● **Short exercise 1**:
Please condense the paragraph that begins "Where I'm at its hard" in the carburetor thread into a short bulleted list, keeping its main facts.
● **Short exercise 2**:
Render this sentence from the carburetor thread in Spanish: "The carb has been sitting on the floor for at least 15 years."

● **Page excerpt**:
# carburetor question



## Topkat (Sep 9, 2010)

I returned to my 67 Goats grave site over the holidays and found the original Rochester Quadra jet Carb!
It looks in pretty good shape.
The carb has been sitting on the floor for at least 15 years.
I have attempted carb overhaul ONCE like 20 years ago.
I hate to spend almost $400 on a new one.
Pretty sure I can rebuild it but have no experience at it.
Should I even try?
Are there places that can rebuilt them for me with out costing more than the carb?
What are my options?
Thanks as always and Happy New Year


----------



## xconcepts (Jan 4, 2009)

Where I'm at its hard to find anyone that would touch a Rochester carb. Heard its such a PITA to rebuild them, though I have never done one. Few friends of mine are mechanics and have done Holleys, but they won't touch my 4bbl.


----------



## freethinker (Nov 14, 2009)

Topkat said:


> I returned to my 67 Goats grave site over the holidays and found the original Rochester Quadra jet Carb!
> It looks in pretty good shape.
> The carb has been sitting on the floor for at least 15 years.
> I have attempted carb overhaul ONCE like 20 years ago.
> ...


they are extremely easy to rebuild. probably find a video on youtube.

here you go:
http://www.youtube.com/results?search_query=rebuild+quadrajet+carb&aq=f


----------



## dimitri (Feb 13, 2009)

If you decide to rebuild the carb yourself buy a book from Cliff Ruggles, How to Rebuuild and Modify Rochester Quadrajet Carbuetors. I would also buy the rebuid kit he sells. The o-rings and diaphram are made of a special material that wont dry out using oxigenated fuels. You can also send your carb in and he will rebuild the carb. His phone # (740) 397 - 2921. cliffshighperformance.com. Cliff is the smartest guy for carbs I have ever met and the nicesest guy that will not screw you over.


----------



## ALKYGTO (Mar 29, 2010)

^word.


----------



## Koppster (Jul 27, 2008)

Agree with dimitri


----------



## GTO+girl=4ever (Dec 30, 2010)

Nothin's more satisfying than knowin you did it yourself, be sure to let us all know how it goes! :seeya:


----------



## Eric Animal (Oct 28, 2007)

● **Data provided**:
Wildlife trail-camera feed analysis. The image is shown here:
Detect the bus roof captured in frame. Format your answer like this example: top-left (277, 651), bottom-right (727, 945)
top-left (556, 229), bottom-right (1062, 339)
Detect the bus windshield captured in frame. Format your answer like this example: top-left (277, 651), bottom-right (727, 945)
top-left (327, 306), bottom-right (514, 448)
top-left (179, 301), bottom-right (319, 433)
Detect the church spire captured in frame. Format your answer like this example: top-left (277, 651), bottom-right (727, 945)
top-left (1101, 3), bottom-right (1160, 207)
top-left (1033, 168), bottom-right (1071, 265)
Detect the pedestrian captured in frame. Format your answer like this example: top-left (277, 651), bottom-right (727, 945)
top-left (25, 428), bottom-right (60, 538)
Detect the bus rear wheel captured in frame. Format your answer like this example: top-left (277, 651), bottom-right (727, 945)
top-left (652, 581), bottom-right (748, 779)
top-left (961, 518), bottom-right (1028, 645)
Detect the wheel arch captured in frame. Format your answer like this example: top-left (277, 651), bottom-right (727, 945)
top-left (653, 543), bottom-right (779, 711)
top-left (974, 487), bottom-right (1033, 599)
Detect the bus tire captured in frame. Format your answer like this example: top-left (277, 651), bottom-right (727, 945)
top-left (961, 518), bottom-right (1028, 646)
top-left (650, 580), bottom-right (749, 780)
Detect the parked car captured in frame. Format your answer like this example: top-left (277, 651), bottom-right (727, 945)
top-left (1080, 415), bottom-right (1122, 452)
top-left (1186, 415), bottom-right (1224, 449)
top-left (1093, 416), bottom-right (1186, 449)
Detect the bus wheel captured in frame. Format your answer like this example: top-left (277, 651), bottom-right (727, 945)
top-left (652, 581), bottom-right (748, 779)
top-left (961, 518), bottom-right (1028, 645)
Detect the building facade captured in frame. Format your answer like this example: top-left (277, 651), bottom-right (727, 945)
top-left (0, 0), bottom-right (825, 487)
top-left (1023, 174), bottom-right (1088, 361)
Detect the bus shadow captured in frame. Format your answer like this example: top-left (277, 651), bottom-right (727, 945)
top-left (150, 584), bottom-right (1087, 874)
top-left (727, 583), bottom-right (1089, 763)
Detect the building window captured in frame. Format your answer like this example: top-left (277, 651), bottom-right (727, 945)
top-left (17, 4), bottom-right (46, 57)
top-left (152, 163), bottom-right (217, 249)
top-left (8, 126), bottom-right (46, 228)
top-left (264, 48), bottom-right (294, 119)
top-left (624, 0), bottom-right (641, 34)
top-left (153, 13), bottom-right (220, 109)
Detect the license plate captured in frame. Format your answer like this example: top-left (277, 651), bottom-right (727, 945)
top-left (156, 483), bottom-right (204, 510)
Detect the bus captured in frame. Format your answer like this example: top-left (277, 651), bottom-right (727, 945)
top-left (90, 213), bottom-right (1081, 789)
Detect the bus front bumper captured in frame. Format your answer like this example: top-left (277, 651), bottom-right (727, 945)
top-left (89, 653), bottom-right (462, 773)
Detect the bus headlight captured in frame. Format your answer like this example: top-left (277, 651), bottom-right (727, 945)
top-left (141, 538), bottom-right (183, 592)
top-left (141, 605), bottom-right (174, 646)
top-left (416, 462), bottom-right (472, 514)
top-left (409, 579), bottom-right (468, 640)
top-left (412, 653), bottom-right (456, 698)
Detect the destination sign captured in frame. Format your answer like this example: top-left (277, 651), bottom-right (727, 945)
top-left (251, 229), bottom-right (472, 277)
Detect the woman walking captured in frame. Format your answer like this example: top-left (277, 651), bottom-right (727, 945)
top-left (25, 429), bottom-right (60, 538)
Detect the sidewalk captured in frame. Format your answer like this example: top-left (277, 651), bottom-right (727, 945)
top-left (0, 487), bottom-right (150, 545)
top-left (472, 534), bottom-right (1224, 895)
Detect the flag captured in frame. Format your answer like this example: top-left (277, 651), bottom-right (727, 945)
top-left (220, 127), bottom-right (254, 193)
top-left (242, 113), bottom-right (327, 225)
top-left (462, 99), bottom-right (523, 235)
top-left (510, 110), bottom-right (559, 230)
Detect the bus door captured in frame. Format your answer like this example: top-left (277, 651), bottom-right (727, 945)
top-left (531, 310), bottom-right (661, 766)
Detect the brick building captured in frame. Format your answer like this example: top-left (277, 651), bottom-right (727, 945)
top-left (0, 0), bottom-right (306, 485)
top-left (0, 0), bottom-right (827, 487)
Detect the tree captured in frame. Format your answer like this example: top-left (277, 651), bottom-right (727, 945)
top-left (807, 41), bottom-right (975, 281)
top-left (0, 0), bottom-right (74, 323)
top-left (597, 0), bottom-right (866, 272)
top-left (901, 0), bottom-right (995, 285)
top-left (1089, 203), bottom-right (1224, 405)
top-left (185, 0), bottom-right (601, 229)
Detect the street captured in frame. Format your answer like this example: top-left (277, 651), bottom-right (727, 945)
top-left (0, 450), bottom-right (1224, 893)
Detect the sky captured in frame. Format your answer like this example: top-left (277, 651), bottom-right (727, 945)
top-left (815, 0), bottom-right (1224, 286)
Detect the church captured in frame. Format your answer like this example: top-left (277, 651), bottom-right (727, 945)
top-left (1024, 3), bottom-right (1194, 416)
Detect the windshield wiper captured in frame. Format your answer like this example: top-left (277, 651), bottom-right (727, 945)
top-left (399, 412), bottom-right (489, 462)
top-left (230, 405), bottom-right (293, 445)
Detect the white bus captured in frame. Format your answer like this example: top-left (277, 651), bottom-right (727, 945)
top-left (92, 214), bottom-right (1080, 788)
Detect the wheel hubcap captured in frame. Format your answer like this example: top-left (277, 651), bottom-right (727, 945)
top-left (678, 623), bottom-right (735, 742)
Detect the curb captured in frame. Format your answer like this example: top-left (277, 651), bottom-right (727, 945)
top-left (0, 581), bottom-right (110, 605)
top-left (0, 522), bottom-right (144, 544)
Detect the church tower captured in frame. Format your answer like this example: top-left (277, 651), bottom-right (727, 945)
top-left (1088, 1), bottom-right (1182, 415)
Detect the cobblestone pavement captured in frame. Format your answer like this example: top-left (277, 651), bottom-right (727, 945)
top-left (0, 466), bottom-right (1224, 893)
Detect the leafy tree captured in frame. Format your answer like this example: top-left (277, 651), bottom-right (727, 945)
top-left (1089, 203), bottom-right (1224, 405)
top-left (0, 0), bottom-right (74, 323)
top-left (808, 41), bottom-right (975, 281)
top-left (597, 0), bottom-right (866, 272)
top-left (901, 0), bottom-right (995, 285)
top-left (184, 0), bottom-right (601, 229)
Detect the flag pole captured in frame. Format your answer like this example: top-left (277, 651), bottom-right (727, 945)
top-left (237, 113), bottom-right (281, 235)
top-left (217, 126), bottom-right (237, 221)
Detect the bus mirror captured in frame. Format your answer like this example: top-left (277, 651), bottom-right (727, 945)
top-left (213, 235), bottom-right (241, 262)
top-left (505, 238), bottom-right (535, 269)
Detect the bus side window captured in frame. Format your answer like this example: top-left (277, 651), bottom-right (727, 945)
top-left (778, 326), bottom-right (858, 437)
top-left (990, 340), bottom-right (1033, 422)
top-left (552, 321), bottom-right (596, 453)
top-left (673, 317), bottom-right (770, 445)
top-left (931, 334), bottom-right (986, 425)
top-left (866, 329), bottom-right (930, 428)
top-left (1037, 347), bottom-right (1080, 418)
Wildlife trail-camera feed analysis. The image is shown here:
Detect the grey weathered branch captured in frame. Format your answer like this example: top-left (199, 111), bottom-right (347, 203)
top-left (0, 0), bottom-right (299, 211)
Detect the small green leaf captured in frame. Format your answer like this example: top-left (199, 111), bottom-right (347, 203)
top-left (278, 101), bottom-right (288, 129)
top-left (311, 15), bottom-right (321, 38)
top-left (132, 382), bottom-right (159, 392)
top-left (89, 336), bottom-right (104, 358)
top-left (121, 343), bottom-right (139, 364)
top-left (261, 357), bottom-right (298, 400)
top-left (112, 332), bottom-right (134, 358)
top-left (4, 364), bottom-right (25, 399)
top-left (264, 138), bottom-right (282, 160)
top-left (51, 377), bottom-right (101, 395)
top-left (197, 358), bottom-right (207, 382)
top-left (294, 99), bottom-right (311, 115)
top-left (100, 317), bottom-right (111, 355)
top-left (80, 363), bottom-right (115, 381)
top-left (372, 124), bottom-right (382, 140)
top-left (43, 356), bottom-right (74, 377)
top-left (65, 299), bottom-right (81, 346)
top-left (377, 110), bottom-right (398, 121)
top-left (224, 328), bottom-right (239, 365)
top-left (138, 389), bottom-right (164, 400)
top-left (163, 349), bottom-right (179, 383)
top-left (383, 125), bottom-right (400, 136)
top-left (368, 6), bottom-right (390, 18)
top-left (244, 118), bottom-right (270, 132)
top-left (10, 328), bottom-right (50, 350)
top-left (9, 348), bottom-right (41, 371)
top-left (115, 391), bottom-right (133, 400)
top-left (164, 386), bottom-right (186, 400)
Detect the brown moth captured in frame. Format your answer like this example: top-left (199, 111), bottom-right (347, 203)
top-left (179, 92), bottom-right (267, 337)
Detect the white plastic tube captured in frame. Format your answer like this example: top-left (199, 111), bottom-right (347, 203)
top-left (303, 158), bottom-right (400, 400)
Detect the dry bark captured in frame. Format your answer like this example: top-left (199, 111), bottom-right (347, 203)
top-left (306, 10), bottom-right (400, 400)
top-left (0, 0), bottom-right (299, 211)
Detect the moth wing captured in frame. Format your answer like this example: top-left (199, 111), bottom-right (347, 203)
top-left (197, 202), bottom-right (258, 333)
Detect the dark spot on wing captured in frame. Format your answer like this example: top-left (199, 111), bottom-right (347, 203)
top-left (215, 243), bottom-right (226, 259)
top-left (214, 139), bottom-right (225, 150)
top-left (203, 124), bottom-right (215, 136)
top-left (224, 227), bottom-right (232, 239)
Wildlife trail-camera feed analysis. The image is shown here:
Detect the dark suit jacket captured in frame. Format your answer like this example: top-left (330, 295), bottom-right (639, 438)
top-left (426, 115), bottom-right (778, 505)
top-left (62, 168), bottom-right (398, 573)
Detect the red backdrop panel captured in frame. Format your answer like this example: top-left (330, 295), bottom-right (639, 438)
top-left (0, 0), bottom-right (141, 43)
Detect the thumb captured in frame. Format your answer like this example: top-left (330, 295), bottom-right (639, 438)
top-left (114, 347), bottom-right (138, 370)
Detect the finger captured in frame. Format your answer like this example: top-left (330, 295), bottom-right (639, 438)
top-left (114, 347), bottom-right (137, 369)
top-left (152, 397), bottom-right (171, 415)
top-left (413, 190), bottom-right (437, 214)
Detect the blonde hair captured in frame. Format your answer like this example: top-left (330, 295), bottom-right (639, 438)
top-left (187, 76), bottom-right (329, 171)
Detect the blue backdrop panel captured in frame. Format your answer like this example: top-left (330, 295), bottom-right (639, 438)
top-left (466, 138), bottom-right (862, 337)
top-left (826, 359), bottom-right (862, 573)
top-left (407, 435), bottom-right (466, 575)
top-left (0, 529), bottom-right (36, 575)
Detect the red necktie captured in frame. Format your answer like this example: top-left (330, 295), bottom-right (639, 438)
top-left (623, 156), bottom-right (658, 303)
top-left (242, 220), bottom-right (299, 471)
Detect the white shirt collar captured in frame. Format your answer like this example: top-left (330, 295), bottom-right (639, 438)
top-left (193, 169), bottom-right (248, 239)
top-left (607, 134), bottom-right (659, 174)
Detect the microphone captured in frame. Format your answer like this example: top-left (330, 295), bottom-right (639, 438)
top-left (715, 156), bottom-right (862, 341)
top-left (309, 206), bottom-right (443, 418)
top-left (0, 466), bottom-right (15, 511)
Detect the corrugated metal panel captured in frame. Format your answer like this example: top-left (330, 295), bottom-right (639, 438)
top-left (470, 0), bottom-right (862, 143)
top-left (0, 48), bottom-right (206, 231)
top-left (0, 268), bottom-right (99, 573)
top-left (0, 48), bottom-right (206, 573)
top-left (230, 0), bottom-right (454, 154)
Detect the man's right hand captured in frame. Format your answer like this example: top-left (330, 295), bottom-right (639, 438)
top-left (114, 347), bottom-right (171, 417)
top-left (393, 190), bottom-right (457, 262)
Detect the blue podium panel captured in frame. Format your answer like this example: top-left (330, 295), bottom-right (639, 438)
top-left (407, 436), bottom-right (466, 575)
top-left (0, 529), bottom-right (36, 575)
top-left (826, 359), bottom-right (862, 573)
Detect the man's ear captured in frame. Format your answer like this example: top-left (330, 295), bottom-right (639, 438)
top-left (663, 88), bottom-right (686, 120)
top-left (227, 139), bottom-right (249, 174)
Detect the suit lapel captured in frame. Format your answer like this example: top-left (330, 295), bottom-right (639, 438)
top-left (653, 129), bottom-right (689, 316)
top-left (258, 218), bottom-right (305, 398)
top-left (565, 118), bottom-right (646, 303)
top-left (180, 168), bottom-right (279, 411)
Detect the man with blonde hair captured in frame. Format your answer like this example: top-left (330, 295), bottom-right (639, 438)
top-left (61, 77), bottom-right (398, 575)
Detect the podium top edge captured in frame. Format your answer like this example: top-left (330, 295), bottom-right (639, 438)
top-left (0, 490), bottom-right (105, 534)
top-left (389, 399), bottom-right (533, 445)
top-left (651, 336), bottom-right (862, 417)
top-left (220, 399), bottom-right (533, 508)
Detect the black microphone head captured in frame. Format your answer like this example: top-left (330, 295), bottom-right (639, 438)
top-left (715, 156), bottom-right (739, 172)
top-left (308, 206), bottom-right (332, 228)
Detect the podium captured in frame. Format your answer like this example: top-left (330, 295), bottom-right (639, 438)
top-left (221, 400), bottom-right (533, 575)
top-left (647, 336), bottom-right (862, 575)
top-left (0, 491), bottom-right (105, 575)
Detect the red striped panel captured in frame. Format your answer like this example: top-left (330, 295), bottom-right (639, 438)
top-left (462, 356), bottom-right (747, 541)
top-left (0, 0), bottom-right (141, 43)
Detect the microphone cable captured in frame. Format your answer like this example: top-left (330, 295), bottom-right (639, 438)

● **Solution 1**:
- Where the writer lives, it's hard to find anyone willing to work on a Rochester carb.
- The writer has heard they're a real pain to rebuild but has never done one.
- Several mechanic friends who have rebuilt Holleys won't touch the writer's 4bbl.

● **Solution 2**:
El carburador ha estado en el suelo durante al menos 15 años.